Seçme Metin →
İspanya'nın 19 özerk bölgesinden Endülüs'ü 1 yıl önce görmüş olan gezentiler bu kez Madrid-Valensiya-Barselona üçgenini keşfetmek üzere Barselona havaalanında buluşup çıktılar yola...
MADRİD
Bu yolculuk boyunca yarı evimiz olacak arabamıza kurulup yağmurlu Barselona'yı geride bırakıp 312 km ötedeki Zaragoza'ya gidiyoruz. Zaragoza'ya akşam saatlerinde varıyoruz. Amaç, ilk hedefimiz olan Madrid'e giden yolu bölmek. Hem zaten biz gezentiyiz; gittiğimiz her yerden ayrı bir keyif alıyoruz.
Ertesi sabah zeytinsiz ve peynirsiz:) bir kahvaltının ardından ilk hedefimiz Madrid. 317 km yolumuz var. İspanya'nın bu bölgesinde de Fransa'daki gibi acımasız otoban ücretlerine maruz kalarak yolumuzu tamamlıyoruz ve bavul indirmek için bile durması yasak sokağındaki ilk otelimiz Apartamentos Good Stay Prado'ya ulaşıyoruz. Güneş almayan, bitişik nizam binaların sıralandığı bir sokakta ama merkezi bir konumda. Bu iyi haber, zira arabamızı gelir gelmez yakındaki kapalı bir otoparka terk ediyoruz:) Tabanlara kuvvet. Yerleşme telaşına bile düşmeden çıkıyoruz Madrid sokaklarına. Karnımız aç, hemen önümüzde yenmezse olmazlardan bocadillo de calamares satan pub görünümlü bir mekan. Çok da içimize sinmese de burası Avrupa, bir şey olmaz deyip koca ekmeğin içine doldurulmuş kalamarları mideye indiriyoruz. Bizde tarator eşliğinde sunulan kalamarı tercih ederim, onca ekmeği yemenin alemi yok.

Yönerge 1 → Kayıtlarda "Practice step: pin every instance of the butterfly head" ifadesini içeren satırdan başlayıp "[(164, 165)]" ifadesini içeren satırda biten bölümde "forewing" adını "front wing" olarak değiştirir ve başka hiçbir şeye dokunmadan yalnızca bu satırları yeniden yazar mısın?
Yönerge 2 → İspanya gezisini anlatan yazıyı kaldığı yerden devam ettirir misin?

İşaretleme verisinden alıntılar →
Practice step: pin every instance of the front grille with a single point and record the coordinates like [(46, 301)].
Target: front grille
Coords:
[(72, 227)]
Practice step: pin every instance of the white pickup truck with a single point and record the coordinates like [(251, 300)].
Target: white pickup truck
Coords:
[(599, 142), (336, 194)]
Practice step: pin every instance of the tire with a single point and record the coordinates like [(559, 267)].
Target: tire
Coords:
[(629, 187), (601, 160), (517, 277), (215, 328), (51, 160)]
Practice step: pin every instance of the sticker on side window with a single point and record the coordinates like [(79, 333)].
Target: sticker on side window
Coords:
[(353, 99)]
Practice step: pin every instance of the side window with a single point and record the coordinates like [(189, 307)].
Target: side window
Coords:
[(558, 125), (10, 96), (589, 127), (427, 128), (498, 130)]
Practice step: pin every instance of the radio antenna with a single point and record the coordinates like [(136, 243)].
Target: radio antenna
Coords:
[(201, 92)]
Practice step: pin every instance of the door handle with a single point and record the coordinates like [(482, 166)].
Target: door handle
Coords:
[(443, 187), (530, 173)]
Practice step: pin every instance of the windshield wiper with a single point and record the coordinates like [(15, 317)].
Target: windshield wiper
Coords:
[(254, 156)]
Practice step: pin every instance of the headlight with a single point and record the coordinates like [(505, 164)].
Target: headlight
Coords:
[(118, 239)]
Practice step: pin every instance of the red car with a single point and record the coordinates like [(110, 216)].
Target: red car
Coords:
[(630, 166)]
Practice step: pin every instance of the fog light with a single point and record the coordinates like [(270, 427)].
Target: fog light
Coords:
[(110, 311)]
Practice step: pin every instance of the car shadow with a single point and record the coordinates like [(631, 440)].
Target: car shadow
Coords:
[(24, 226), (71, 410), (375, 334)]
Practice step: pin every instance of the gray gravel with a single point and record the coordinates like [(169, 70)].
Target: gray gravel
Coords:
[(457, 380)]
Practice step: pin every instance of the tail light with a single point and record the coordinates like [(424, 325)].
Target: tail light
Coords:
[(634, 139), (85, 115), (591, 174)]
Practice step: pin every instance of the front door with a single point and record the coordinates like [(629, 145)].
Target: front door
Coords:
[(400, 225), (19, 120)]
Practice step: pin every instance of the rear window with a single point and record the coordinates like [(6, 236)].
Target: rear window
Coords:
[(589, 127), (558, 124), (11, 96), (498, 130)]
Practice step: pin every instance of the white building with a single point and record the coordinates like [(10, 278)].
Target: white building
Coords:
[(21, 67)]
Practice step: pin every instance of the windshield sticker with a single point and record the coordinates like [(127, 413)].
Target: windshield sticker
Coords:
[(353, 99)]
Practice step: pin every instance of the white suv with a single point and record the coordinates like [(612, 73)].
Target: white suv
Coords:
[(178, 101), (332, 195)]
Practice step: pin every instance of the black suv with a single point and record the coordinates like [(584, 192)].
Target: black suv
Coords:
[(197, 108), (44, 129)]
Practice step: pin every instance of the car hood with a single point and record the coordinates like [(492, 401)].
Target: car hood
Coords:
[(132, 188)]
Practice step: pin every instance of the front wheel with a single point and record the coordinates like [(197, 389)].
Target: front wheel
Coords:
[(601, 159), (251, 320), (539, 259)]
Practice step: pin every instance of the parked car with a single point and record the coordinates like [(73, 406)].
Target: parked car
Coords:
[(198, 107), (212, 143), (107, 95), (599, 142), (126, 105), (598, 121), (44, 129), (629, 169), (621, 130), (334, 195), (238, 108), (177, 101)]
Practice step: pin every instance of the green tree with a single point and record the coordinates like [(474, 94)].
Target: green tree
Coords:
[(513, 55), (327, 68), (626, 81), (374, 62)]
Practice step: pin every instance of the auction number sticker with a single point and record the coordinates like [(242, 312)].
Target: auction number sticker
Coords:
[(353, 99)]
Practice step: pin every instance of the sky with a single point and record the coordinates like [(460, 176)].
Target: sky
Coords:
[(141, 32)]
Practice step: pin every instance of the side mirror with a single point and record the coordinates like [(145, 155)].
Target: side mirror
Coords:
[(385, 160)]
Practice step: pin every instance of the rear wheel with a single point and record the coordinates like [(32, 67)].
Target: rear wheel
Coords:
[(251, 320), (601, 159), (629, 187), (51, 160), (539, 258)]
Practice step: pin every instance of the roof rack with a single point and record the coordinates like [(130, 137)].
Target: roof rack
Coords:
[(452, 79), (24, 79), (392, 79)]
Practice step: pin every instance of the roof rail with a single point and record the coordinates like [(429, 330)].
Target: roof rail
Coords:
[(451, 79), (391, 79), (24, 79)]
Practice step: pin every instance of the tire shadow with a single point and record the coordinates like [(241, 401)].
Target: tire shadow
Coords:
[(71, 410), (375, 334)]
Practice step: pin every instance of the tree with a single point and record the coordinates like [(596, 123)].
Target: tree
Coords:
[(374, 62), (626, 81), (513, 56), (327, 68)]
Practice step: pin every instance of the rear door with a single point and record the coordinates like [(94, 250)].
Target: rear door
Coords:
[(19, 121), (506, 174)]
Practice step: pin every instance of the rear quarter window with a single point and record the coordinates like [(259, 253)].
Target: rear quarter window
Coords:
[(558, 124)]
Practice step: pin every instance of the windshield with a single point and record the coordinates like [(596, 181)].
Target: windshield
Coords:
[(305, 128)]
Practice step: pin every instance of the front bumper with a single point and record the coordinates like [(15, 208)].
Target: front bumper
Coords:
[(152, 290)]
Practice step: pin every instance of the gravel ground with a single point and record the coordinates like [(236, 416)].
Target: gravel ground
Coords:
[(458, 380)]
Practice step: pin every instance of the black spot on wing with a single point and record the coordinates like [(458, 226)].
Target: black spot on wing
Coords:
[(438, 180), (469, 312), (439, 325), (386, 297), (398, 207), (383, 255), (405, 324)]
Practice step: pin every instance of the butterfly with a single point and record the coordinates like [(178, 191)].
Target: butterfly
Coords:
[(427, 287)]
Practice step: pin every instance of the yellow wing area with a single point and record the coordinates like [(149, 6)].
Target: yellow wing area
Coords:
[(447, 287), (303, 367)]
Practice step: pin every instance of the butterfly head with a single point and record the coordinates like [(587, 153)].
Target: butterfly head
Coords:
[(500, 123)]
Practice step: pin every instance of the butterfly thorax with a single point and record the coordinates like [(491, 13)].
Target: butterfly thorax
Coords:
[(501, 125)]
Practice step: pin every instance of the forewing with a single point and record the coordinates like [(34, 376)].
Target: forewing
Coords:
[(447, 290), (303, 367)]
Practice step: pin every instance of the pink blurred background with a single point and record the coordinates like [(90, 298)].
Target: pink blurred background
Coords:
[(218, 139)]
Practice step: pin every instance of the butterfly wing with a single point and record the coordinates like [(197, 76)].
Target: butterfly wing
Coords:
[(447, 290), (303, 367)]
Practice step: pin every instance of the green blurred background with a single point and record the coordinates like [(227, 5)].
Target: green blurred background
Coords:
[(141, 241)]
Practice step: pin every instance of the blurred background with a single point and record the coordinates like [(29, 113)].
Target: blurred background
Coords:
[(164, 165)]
--
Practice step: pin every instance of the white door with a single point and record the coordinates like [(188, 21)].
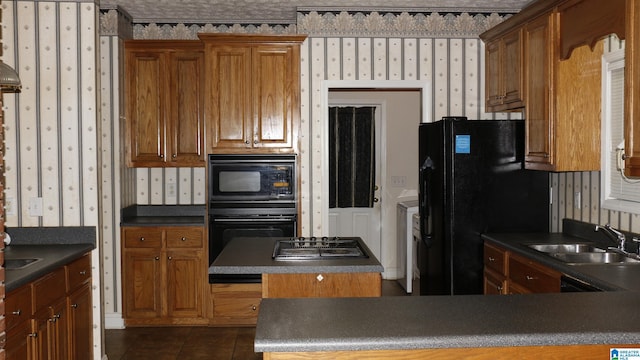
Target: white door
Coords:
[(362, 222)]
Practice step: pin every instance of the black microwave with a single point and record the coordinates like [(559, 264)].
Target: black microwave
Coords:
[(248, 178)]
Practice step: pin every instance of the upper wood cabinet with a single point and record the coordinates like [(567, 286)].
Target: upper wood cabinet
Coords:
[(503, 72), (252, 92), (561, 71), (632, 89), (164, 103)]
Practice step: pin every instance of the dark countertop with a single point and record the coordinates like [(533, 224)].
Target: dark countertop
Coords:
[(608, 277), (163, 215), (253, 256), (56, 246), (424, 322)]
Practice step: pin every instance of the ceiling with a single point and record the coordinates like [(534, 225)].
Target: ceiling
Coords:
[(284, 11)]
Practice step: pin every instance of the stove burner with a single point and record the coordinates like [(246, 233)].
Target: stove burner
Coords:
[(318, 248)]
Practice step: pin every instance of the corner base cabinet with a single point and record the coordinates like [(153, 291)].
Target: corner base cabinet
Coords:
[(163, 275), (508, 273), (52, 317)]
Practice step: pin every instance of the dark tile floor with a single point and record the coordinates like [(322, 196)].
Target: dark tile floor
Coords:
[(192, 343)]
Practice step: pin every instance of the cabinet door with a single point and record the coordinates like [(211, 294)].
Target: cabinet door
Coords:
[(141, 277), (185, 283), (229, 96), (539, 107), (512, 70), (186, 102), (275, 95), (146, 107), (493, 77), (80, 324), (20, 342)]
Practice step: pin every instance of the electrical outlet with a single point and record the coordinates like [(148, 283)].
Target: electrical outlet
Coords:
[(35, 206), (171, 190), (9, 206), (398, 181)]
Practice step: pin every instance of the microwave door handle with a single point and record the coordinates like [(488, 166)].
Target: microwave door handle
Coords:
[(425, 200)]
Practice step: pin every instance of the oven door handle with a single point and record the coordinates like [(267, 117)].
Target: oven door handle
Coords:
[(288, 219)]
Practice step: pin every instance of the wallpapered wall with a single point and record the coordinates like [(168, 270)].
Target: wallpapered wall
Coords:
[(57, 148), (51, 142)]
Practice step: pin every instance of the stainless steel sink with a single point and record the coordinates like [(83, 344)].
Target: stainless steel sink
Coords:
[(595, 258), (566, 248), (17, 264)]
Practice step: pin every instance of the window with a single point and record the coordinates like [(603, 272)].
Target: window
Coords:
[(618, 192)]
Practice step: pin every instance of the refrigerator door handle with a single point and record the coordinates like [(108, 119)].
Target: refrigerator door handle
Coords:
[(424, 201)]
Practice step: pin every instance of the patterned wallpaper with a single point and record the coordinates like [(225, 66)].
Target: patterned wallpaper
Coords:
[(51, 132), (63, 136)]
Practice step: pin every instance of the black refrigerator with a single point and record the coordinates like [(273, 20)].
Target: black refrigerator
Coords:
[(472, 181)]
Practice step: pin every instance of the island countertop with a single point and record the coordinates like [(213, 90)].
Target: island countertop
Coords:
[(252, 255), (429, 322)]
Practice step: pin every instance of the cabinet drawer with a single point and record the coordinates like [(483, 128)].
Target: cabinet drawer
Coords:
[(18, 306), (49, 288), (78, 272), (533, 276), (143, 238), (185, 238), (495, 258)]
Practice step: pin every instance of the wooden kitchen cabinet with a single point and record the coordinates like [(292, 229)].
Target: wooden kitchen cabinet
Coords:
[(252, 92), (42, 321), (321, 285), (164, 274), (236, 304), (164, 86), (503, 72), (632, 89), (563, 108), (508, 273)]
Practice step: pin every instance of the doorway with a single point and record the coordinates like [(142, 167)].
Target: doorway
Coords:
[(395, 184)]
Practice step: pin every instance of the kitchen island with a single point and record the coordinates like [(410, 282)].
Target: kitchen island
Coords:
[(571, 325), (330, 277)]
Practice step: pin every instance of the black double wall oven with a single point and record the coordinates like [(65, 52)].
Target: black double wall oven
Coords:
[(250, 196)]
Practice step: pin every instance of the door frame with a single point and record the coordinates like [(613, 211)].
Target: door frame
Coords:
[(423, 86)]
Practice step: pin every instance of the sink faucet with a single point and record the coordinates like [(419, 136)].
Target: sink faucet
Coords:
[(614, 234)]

Görev Yanıtı 1 →
Practice step: pin every instance of the butterfly head with a single point and record the coordinates like [(587, 153)].
Target: butterfly head
Coords:
[(500, 123)]
Practice step: pin every instance of the butterfly thorax with a single point and record the coordinates like [(491, 13)].
Target: butterfly thorax
Coords:
[(501, 125)]
Practice step: pin every instance of the front wing with a single point and record the coordinates like [(34, 376)].
Target: front wing
Coords:
[(447, 290), (303, 367)]
Practice step: pin every instance of the pink blurred background with a single point and record the coordinates like [(90, 298)].
Target: pink blurred background
Coords:
[(218, 139)]
Practice step: pin every instance of the butterfly wing with a single point and record the coordinates like [(197, 76)].
Target: butterfly wing
Coords:
[(447, 290), (303, 367)]
Practice step: pin every instance of the green blurred background with a single point and record the coordinates like [(227, 5)].
Target: green blurred background
Coords:
[(141, 241)]
Practice step: pin every instance of the blurred background with a single point and record the coordinates like [(29, 113)].
Target: blurred background
Coords:
[(164, 165)]

Görev Yanıtı 2 →
Bocadillo de calamares |
Akşam yemeği için Madrid'de önerebileceğimiz mekan, kendine özgü canlı ortamı, sevimli ve usta garsonları, balık çeşitleri ve enginarıyla La Plateria.
Sabah kahvesini Plaza Mayor'un 9 kapısından birinin yakınındaki sevimli bir kafede içip yağmurlu Barselona'ya inat güneşli Madrid'in sıcaklığının tadını çıkarıyoruz. Feridun bizdekinin benzeri sandığı olan yaşlı bir amcaya ayakkabılarını boyatıyor.
Şu anda turistlerin uğrak noktası olan meydan, 1620'de III. Felipe döneminde açılmış. Görünen heykel de o zaten. Şehrin tarihindeki pek çok önemli olaya tanıklık etmiş meydan 50 000 kişi kapasiteli. Boğa güreşleri, dini törenler, halka açık yargılanmalar ve idamlar ve oyunlar için kullanılmış.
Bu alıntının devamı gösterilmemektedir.